** Task input follows **

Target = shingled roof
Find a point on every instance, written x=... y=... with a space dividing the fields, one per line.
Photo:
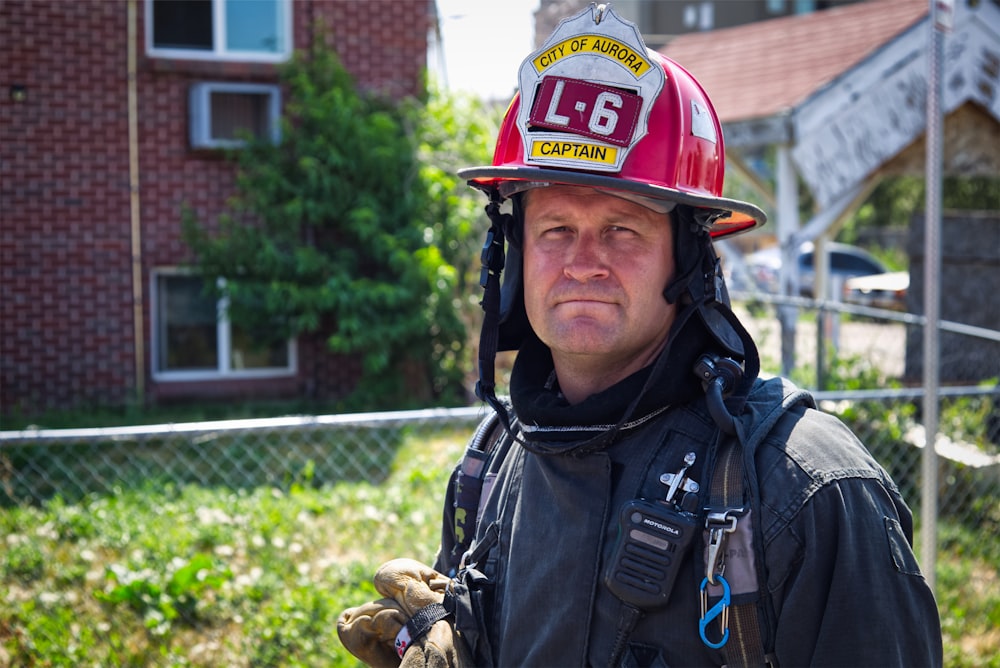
x=765 y=68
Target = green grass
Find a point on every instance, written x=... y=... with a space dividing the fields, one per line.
x=194 y=576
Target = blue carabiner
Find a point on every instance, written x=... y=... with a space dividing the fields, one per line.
x=720 y=609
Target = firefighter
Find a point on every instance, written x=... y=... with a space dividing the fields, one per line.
x=643 y=498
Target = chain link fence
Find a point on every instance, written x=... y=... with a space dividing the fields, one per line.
x=36 y=466
x=39 y=467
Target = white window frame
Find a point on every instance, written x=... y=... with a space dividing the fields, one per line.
x=219 y=52
x=200 y=111
x=224 y=371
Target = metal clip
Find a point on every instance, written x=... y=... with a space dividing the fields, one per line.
x=720 y=610
x=719 y=525
x=677 y=480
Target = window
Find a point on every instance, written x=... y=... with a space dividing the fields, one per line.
x=257 y=30
x=192 y=340
x=221 y=112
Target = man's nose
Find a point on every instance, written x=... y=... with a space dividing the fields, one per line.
x=586 y=259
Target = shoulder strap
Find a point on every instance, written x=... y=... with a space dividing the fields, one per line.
x=468 y=482
x=742 y=637
x=734 y=472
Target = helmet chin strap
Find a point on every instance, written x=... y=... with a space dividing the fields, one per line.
x=492 y=259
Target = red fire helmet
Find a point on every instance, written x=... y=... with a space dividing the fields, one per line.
x=596 y=108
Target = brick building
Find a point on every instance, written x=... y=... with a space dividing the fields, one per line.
x=112 y=115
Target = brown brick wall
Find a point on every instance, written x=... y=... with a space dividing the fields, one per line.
x=66 y=307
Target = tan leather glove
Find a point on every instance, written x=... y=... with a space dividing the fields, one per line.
x=370 y=631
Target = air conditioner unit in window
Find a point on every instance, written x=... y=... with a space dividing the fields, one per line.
x=221 y=113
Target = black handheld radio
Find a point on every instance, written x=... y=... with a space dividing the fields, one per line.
x=652 y=539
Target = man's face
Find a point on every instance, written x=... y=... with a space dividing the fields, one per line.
x=595 y=267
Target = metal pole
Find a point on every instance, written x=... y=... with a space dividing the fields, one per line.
x=940 y=15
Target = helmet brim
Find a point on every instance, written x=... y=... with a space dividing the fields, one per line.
x=738 y=216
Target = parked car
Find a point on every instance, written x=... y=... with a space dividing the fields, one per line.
x=886 y=290
x=846 y=261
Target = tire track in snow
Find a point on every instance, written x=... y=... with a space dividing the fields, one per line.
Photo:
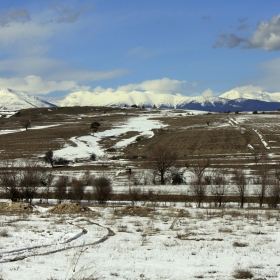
x=84 y=231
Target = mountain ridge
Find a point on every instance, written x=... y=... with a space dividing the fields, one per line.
x=230 y=101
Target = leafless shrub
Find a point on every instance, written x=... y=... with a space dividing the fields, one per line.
x=4 y=233
x=102 y=189
x=135 y=195
x=243 y=274
x=239 y=244
x=240 y=181
x=274 y=195
x=122 y=228
x=197 y=183
x=77 y=189
x=161 y=161
x=88 y=178
x=225 y=230
x=60 y=188
x=218 y=188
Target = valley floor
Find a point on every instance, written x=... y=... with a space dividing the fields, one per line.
x=141 y=243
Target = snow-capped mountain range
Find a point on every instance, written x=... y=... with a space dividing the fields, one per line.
x=233 y=100
x=15 y=100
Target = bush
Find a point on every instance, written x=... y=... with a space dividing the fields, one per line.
x=242 y=274
x=102 y=189
x=4 y=233
x=93 y=157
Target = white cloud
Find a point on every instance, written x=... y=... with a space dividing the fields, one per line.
x=36 y=85
x=266 y=37
x=53 y=70
x=164 y=85
x=144 y=52
x=207 y=93
x=268 y=78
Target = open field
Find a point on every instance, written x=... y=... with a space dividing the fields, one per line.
x=230 y=140
x=144 y=242
x=148 y=230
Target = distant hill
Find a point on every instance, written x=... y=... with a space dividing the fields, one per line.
x=229 y=101
x=15 y=100
x=215 y=104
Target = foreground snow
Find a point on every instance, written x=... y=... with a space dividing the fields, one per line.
x=156 y=243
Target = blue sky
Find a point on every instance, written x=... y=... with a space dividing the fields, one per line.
x=190 y=47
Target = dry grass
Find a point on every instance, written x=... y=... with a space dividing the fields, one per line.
x=243 y=274
x=239 y=244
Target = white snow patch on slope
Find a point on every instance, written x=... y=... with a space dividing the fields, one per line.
x=87 y=145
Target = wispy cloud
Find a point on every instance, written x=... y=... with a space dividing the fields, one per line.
x=14 y=15
x=266 y=37
x=65 y=14
x=143 y=52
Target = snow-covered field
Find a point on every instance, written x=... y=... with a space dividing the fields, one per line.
x=145 y=243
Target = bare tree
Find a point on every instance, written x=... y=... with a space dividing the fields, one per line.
x=177 y=176
x=263 y=180
x=198 y=183
x=32 y=177
x=48 y=185
x=218 y=188
x=88 y=178
x=274 y=194
x=259 y=156
x=198 y=168
x=161 y=161
x=60 y=188
x=26 y=124
x=102 y=189
x=10 y=181
x=240 y=181
x=48 y=158
x=199 y=190
x=78 y=189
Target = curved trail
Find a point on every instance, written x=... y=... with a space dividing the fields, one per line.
x=84 y=231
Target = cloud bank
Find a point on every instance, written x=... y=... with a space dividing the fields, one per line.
x=266 y=37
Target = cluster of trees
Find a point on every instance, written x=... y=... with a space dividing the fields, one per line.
x=24 y=182
x=213 y=184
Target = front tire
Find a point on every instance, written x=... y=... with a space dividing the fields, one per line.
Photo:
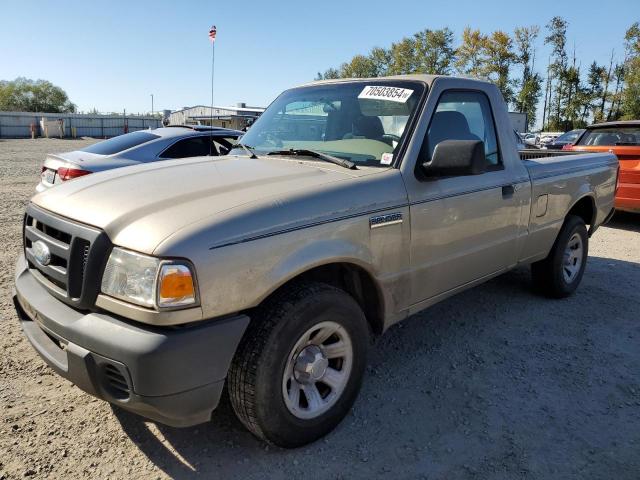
x=299 y=367
x=560 y=273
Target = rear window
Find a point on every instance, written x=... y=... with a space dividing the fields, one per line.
x=569 y=136
x=120 y=143
x=611 y=136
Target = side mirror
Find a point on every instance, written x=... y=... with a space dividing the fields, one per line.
x=456 y=157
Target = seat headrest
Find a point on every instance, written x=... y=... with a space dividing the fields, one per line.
x=368 y=127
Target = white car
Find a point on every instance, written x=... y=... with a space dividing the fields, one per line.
x=143 y=146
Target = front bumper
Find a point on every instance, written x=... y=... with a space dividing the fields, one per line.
x=171 y=375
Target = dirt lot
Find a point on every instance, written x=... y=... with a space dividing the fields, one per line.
x=494 y=383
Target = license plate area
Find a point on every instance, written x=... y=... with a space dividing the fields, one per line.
x=49 y=176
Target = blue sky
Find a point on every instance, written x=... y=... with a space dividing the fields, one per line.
x=113 y=54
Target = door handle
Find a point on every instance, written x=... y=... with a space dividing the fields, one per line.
x=508 y=191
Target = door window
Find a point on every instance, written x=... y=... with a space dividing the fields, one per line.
x=190 y=147
x=464 y=115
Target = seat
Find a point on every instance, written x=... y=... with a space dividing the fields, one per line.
x=366 y=127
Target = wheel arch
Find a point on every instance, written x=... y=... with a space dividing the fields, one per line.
x=585 y=208
x=350 y=276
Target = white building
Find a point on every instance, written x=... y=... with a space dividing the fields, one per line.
x=237 y=117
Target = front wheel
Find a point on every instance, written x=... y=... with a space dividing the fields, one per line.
x=560 y=273
x=299 y=367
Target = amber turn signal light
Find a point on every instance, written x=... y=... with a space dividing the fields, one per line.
x=175 y=286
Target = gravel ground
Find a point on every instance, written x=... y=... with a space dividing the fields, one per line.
x=493 y=383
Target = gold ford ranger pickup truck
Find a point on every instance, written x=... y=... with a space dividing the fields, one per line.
x=348 y=206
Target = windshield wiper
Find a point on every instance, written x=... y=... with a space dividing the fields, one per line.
x=314 y=153
x=246 y=148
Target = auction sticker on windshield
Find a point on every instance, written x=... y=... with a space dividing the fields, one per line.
x=391 y=94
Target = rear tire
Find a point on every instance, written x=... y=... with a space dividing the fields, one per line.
x=560 y=273
x=276 y=379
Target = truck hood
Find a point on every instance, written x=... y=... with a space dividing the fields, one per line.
x=140 y=205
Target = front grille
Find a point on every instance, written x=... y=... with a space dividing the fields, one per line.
x=116 y=383
x=76 y=255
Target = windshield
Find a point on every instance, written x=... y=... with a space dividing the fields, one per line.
x=611 y=136
x=364 y=122
x=120 y=143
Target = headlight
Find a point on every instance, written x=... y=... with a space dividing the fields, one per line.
x=148 y=281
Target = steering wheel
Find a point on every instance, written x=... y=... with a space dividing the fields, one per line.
x=392 y=137
x=270 y=138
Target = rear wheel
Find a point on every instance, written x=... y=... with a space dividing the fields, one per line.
x=299 y=367
x=560 y=273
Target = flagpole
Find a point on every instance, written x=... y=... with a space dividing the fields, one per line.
x=213 y=58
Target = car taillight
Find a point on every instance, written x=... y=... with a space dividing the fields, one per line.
x=71 y=173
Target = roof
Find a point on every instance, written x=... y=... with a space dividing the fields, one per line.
x=217 y=107
x=617 y=123
x=421 y=77
x=181 y=130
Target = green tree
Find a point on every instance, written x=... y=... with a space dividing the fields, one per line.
x=359 y=67
x=434 y=51
x=530 y=85
x=25 y=95
x=616 y=98
x=469 y=55
x=403 y=57
x=557 y=38
x=631 y=91
x=499 y=55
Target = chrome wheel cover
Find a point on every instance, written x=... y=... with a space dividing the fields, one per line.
x=317 y=370
x=573 y=258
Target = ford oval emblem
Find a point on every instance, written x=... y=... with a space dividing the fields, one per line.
x=41 y=252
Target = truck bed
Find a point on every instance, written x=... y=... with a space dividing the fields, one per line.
x=557 y=180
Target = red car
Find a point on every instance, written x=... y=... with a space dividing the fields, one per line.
x=623 y=139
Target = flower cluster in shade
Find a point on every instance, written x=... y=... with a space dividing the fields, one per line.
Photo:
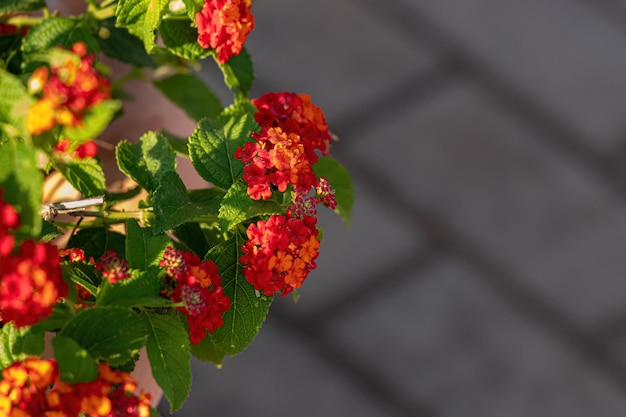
x=280 y=252
x=31 y=280
x=224 y=25
x=33 y=388
x=197 y=285
x=68 y=91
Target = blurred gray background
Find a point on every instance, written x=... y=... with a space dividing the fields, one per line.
x=485 y=270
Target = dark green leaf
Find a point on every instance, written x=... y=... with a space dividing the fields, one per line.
x=14 y=104
x=143 y=247
x=13 y=6
x=141 y=289
x=117 y=43
x=75 y=363
x=181 y=39
x=55 y=31
x=248 y=311
x=96 y=241
x=239 y=74
x=93 y=329
x=142 y=18
x=340 y=179
x=94 y=122
x=238 y=207
x=146 y=160
x=86 y=175
x=172 y=206
x=18 y=343
x=191 y=94
x=212 y=147
x=21 y=182
x=168 y=351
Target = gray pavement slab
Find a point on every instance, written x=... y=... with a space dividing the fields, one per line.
x=455 y=346
x=563 y=54
x=541 y=214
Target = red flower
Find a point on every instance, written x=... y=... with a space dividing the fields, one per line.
x=198 y=286
x=113 y=267
x=69 y=90
x=31 y=283
x=279 y=253
x=224 y=26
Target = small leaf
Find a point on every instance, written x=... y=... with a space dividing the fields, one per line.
x=140 y=290
x=13 y=6
x=191 y=94
x=14 y=104
x=75 y=363
x=119 y=44
x=146 y=160
x=142 y=18
x=85 y=175
x=18 y=343
x=181 y=39
x=143 y=247
x=96 y=241
x=248 y=311
x=212 y=147
x=21 y=182
x=340 y=179
x=168 y=351
x=238 y=207
x=172 y=206
x=239 y=74
x=116 y=344
x=55 y=31
x=94 y=122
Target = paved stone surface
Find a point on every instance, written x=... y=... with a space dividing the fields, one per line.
x=454 y=345
x=563 y=54
x=394 y=323
x=535 y=210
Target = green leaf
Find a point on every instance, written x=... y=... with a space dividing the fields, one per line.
x=239 y=74
x=96 y=241
x=119 y=44
x=75 y=363
x=181 y=39
x=146 y=160
x=85 y=175
x=55 y=31
x=114 y=334
x=18 y=343
x=95 y=120
x=237 y=206
x=140 y=290
x=212 y=147
x=21 y=182
x=142 y=18
x=14 y=104
x=172 y=206
x=143 y=247
x=13 y=6
x=49 y=232
x=248 y=311
x=84 y=274
x=168 y=351
x=340 y=179
x=191 y=94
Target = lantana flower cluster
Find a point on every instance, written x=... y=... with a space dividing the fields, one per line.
x=31 y=280
x=68 y=91
x=32 y=387
x=198 y=286
x=224 y=26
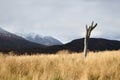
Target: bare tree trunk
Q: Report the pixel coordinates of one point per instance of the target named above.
(86, 39)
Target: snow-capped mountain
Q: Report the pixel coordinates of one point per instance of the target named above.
(13, 42)
(45, 40)
(6, 34)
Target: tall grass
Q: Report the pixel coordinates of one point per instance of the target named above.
(62, 66)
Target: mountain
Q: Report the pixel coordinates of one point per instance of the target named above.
(12, 42)
(47, 40)
(95, 44)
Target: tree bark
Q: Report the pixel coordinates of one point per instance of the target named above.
(87, 36)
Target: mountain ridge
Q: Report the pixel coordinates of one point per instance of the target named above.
(45, 40)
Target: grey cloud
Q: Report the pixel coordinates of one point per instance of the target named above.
(63, 19)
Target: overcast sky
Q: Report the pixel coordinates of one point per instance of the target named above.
(62, 19)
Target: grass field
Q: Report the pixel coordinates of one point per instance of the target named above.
(62, 66)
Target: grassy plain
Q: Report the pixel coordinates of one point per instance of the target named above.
(61, 66)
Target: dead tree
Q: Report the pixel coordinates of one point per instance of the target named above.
(86, 40)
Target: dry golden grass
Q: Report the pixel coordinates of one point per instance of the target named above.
(62, 66)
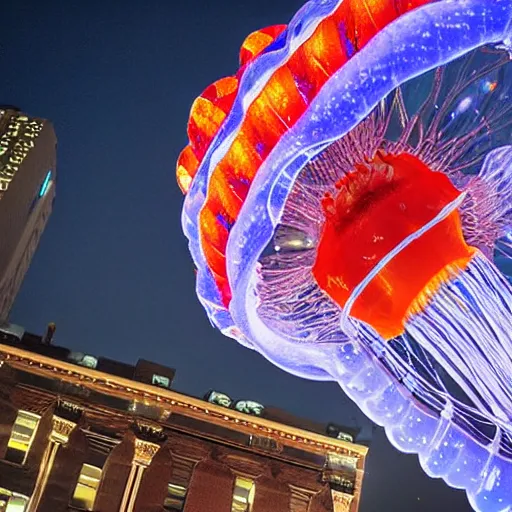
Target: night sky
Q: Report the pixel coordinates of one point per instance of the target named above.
(113, 270)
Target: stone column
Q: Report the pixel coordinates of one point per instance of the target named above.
(59, 436)
(143, 455)
(153, 488)
(322, 501)
(211, 488)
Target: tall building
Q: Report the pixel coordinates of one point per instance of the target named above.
(80, 432)
(27, 189)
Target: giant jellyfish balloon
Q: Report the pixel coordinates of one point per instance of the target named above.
(349, 211)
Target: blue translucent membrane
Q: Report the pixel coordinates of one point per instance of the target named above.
(416, 43)
(448, 447)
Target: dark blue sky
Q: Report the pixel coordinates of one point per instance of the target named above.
(113, 271)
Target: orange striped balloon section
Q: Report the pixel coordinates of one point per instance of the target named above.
(284, 98)
(256, 42)
(211, 108)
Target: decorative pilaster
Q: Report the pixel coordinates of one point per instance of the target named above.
(59, 436)
(145, 450)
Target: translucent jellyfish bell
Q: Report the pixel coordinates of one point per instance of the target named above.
(349, 209)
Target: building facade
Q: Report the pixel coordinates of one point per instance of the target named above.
(27, 190)
(79, 432)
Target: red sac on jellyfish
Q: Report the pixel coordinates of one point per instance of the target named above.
(349, 210)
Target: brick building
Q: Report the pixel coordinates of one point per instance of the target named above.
(79, 432)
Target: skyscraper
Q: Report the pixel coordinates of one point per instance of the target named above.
(27, 189)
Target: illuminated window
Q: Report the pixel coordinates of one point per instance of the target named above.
(45, 184)
(86, 487)
(22, 435)
(243, 495)
(83, 359)
(12, 501)
(215, 397)
(160, 380)
(175, 499)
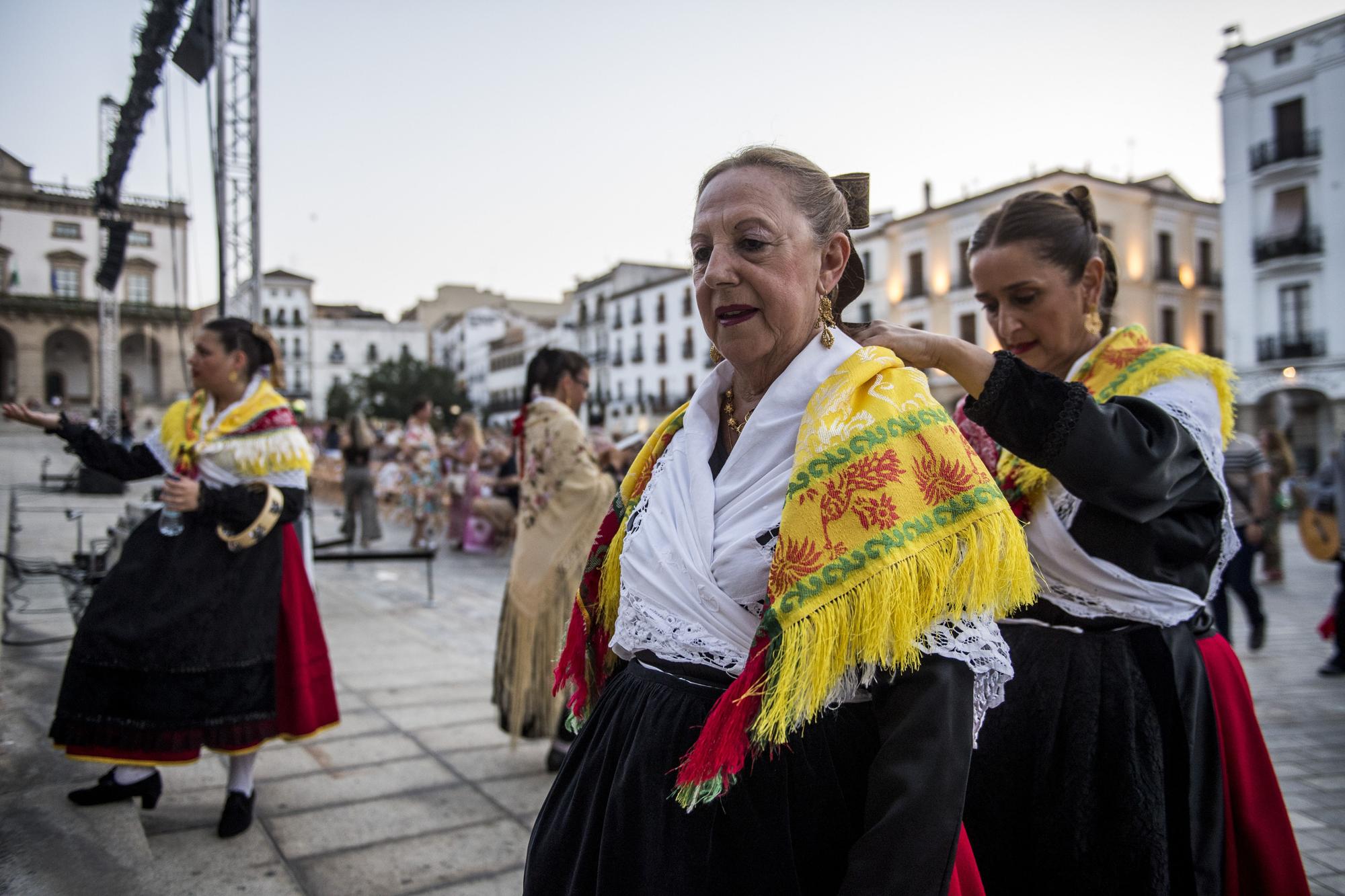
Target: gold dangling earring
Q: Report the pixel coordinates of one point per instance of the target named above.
(1093, 323)
(827, 321)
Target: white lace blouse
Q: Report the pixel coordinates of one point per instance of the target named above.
(699, 548)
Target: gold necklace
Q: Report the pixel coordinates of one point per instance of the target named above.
(727, 409)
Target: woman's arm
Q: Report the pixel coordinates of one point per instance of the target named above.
(1128, 456)
(108, 456)
(917, 783)
(236, 506)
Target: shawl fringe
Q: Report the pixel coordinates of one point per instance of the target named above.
(938, 538)
(875, 626)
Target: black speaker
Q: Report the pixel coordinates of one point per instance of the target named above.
(93, 482)
(111, 267)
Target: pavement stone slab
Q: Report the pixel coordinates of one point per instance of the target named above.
(361, 823)
(527, 758)
(450, 693)
(508, 884)
(198, 862)
(367, 748)
(465, 736)
(440, 713)
(418, 862)
(521, 795)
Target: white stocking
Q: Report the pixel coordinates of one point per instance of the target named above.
(240, 772)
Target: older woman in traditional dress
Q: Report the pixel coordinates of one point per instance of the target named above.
(563, 495)
(1128, 758)
(785, 639)
(424, 473)
(205, 633)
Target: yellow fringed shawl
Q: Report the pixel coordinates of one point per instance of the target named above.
(891, 524)
(258, 438)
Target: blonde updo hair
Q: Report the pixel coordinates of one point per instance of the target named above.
(1065, 229)
(812, 189)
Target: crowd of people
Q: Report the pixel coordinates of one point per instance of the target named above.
(820, 634)
(458, 485)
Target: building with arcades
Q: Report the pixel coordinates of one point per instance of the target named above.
(50, 249)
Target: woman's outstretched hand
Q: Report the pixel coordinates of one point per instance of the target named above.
(915, 348)
(33, 417)
(968, 364)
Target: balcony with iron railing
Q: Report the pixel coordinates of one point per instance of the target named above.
(1311, 343)
(1296, 145)
(26, 303)
(1307, 241)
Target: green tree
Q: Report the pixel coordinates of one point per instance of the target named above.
(389, 391)
(344, 400)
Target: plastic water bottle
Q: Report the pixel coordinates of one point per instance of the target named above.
(170, 521)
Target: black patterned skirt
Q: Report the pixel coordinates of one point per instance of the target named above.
(1101, 771)
(610, 825)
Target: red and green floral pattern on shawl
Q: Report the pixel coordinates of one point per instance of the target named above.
(891, 524)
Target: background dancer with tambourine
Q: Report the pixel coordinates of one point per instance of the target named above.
(206, 633)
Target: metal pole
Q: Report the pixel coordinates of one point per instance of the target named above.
(223, 11)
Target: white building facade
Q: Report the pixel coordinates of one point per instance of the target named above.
(287, 310)
(640, 327)
(1168, 243)
(350, 341)
(50, 251)
(508, 358)
(1284, 225)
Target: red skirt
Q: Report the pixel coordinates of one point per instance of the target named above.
(306, 701)
(966, 876)
(1261, 854)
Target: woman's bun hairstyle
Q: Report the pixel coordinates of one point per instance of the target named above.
(1065, 228)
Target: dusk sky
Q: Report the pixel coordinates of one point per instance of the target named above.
(520, 146)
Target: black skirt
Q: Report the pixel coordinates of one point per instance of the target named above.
(610, 825)
(1100, 774)
(178, 647)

** End of Task input **

What you will do -
Filter the records above for lines with "windshield".

Exercise response -
Target = windshield wiper
Target = auction sticker on windshield
Target = windshield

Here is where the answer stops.